[Coordinate annotation records]
········

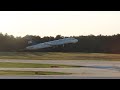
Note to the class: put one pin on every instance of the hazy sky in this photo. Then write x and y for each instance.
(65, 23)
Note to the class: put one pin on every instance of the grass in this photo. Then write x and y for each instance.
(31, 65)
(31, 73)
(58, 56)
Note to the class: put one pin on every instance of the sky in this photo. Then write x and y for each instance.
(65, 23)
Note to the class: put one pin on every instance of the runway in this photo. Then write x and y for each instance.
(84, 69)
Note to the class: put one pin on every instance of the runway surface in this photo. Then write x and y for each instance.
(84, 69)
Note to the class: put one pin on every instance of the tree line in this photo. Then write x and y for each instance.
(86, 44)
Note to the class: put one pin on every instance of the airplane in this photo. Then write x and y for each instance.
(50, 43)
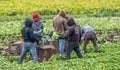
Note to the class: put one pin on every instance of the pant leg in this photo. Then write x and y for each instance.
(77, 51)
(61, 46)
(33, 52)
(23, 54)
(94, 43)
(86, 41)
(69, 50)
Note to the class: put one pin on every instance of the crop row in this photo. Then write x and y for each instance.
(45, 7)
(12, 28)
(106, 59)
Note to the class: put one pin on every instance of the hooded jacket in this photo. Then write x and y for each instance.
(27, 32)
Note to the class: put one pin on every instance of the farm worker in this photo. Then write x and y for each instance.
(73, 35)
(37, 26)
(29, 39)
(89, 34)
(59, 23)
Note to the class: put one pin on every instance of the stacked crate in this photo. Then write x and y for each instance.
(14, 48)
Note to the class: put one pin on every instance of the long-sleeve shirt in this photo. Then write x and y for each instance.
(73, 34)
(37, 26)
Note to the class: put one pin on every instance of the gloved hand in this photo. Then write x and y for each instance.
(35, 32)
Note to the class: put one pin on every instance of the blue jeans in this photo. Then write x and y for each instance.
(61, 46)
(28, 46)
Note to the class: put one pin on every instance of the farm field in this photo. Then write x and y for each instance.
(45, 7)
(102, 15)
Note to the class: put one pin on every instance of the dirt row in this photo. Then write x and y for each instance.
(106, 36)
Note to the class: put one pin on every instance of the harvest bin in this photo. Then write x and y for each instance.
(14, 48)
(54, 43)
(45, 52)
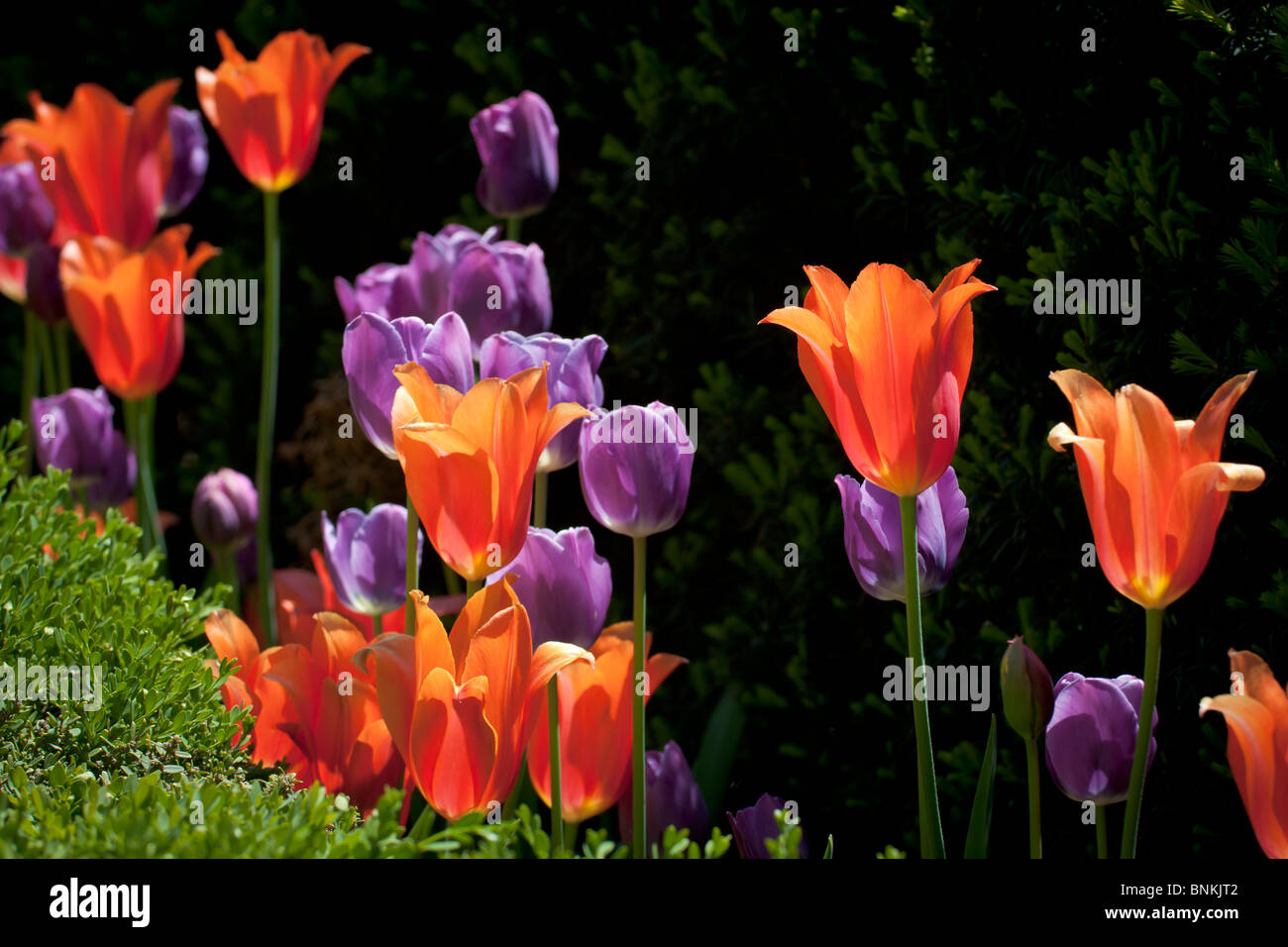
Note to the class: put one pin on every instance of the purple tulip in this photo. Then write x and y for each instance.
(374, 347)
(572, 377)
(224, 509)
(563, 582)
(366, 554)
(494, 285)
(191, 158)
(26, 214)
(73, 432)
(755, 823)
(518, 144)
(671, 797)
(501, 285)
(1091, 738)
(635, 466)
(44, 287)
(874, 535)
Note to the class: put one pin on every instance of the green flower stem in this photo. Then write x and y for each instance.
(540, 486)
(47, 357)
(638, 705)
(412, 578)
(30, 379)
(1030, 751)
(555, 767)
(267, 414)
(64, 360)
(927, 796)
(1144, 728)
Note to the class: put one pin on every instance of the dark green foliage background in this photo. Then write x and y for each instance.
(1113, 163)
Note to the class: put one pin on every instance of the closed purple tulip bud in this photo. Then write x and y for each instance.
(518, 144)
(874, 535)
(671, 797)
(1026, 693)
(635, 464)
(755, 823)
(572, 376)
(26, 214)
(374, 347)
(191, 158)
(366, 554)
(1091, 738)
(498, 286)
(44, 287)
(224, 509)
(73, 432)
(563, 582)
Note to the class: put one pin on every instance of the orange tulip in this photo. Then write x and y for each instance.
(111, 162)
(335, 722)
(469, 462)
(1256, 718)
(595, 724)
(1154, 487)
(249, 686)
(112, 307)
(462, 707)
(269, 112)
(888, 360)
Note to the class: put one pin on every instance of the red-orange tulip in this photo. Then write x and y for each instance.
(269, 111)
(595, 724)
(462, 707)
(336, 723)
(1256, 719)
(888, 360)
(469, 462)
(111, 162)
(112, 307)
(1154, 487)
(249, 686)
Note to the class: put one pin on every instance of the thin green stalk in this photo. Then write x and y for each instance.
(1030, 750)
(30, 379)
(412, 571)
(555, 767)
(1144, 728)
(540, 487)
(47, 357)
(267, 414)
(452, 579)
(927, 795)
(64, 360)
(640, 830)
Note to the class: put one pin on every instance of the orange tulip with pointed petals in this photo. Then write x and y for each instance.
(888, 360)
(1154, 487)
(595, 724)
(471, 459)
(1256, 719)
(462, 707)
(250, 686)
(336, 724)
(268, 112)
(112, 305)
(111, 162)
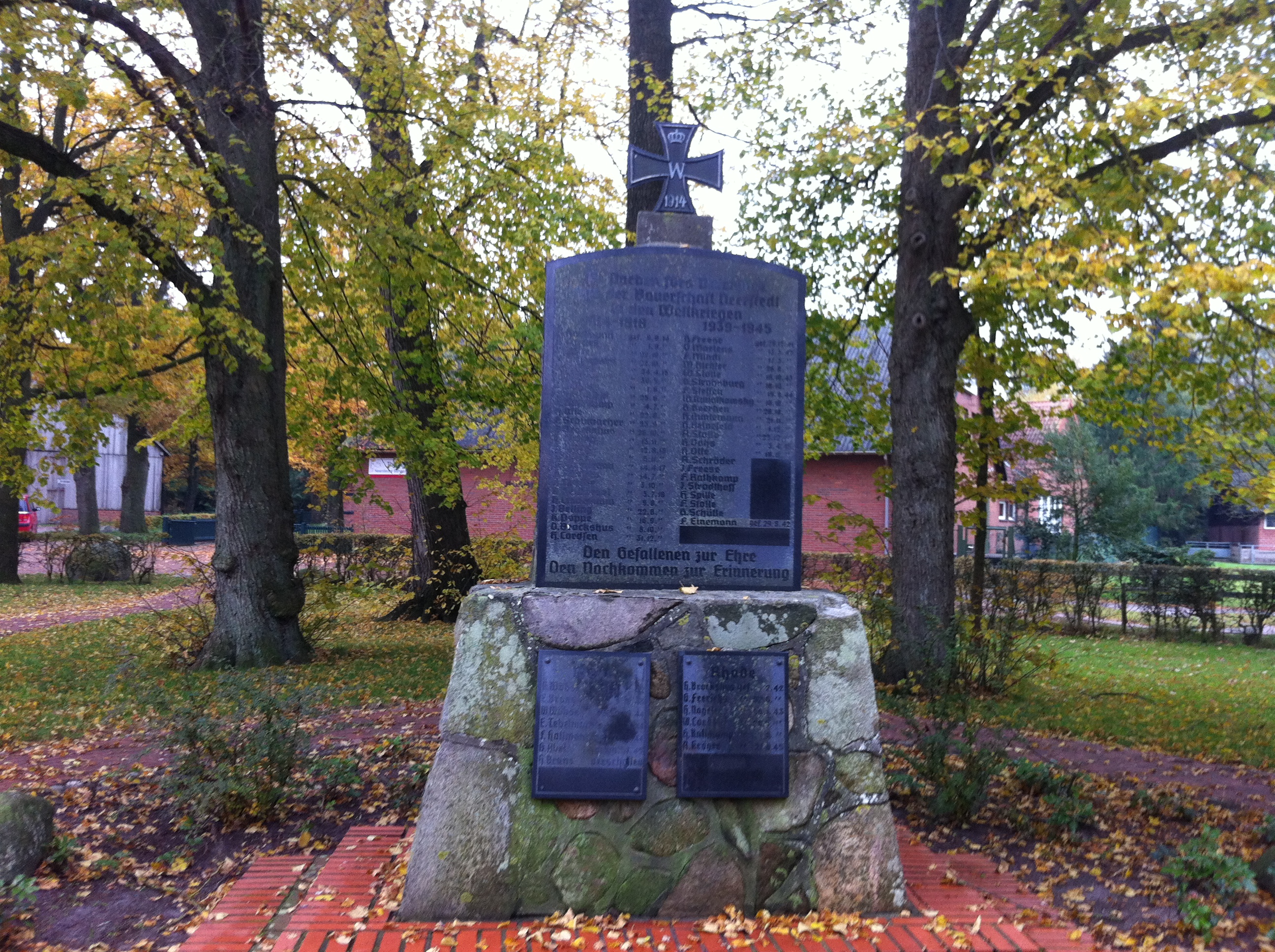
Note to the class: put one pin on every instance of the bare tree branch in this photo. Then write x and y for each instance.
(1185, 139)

········

- [Set problem]
Copy out, unchanged, the stretch of lines from the one containing "of the bare" through the end of the records above.

- [Complete answer]
Note to the class: put one pin on every instance of the bare tree branch in this photo. Then write x and y for each instance.
(1185, 139)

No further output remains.